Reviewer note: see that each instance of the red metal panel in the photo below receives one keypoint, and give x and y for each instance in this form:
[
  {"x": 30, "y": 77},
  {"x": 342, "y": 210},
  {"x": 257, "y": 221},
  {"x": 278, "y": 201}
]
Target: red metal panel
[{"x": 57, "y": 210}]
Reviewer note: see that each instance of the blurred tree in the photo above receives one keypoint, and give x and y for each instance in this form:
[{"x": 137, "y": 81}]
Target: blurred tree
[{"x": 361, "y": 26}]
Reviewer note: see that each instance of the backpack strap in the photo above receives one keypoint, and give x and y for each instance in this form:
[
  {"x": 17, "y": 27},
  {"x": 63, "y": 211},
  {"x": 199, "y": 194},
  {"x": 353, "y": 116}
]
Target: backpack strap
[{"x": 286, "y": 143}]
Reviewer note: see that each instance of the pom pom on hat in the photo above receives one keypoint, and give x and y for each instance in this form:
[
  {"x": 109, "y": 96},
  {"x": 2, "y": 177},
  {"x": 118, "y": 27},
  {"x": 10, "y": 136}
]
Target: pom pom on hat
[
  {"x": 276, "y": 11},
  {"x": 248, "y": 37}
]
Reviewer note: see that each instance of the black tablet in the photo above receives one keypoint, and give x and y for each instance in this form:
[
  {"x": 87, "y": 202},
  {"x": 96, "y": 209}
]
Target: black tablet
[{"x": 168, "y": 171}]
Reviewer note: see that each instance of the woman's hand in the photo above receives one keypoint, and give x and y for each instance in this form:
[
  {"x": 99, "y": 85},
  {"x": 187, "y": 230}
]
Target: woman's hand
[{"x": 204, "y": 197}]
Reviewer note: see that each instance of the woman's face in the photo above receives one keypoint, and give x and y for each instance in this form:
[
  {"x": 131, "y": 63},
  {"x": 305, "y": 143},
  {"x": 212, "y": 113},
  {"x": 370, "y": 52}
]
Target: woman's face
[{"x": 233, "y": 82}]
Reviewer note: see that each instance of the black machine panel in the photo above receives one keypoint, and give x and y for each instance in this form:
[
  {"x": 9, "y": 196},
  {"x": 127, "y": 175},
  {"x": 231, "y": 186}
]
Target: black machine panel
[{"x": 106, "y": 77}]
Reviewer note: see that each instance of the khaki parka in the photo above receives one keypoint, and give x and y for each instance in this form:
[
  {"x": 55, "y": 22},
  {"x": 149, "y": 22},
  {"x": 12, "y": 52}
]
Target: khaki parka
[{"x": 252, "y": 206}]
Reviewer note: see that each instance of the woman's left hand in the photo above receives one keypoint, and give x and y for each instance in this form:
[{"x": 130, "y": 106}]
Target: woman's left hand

******

Exercise description — Each line of the data in which the string "left" appears needs to be copied.

The completed task —
Reviewer note: see that each instance of the woman's left hand in the photo above receives one keypoint, and give x and y for each instance in this form:
Target: woman's left hand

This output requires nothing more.